Provided text.
________________________

Will the updates be here or in another thread?

Can't wait..:heehee:


----------



## Robert Zohn (Aug 13, 2011)

I did some news on our Facebook page and I just launched a dedicated Panasonic ZT60 series site. 

I have lots to disclose, but my schedule is very heavily booked and I'm running late for a Sony meeting and then a industry party with David Mackenzie and all of the top CE execs. So more to come shortly....

-Robert


----------



## Robert Zohn (Aug 13, 2011)

CES is a blast and this will be another great year for a/v enthusiasts. 

My take is Panasonic and Samsung are leading the charge with the biggest advancements in video and even audio technologies and enhancements. The ZT60 looks awesome. And from my seat for 2013 Samsung has the winning hand on OLED, LED, 4K and I must say the new F8000 PDPs look stunning. Great improvements in overall contrast ratio, much deeper blacks and the brightest light output you could possibly imagine from a plasma panel. Samsung's F8000 series delivers very dynamic images. Also the quad core processor adds to the overall excellent image quality.

I've been very heavily booked in private one on one meetings with all of the TV manufacturers and have much more to report, but at this moment I'm back to the show for more meetings and video interviews.

I've been posting videos on VE's Facebook page and at night developing dedicated websites on the what are likely to be the hottest displays for 2013. Take a look at my latest site on Samsung's 2013 flagship LED F8000 series.

More to come..... So stay tuned.

Enjoy!

-Robert


----------



## Motoman (Dec 3, 2012)

Hi Robert,

Did Samsung announce pricing on the 65" F8000 LED set? How would you compare it against a current Elite set? 

Enjoy..

Jim


----------



## HONOR (Aug 17, 2011)

Thank you for keeping us in the loop! 


You're the man! 




Robert Zohn said:


> CES is a blast and this will be another great year for a/v enthusiasts.

________________________

Dataset extract.
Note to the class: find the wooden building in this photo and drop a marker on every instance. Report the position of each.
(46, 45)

________________________

Given task.
Pick up the forum thread about CES televisions where it stops and keep it going.

Result of the task.
> 
> My take is Panasonic and Samsung are leading the charge with the biggest advancements in video and even audio technologies and enhancements. The ZT60 looks awesome. And from my seat for 2013 Samsung has the winning hand on OLED, LED, 4K and I must say the new F8000 PDPs look stunning. Great improvements in overall contrast ratio, much deeper blacks and the brightest light output you could possibly imagine from a plasma panel. Samsung's F8000 series delivers very dynamic images. Also the quad core processor adds to the overall excellent image quality.
> 
> ...


----------



## tele1962 (Mar 7, 2012)

Pleased you lads are enjoying the show. I really think 2013 is going to be a very exciting year.:T


----------



## Kalik (Mar 25, 2012)

LG's OLED looked stunning. now that it has a firm ship date of March in the USA hopefully we will finally get some real hands-on reviews from the experts

Robert: will you have the LG OLED at the next Shootout?


----------



## Robert Zohn (Aug 13, 2011)

tele1962 said:


> Pleased you lads are enjoying the show. I really think 2013 is going to be a very exciting year.:T


Yes we had a blast at CES. I love working with David Mackenzie! :clap:



Kalik said:


> LG's OLED looked stunning. now that it has a firm ship date of March in the USA hopefully we will finally get some real hands-on reviews from the experts
> 
> Robert: will you have the LG OLED at the next Shootout?


Yes we're planning a few new ideas this year and OLED and 4k is included in our plans.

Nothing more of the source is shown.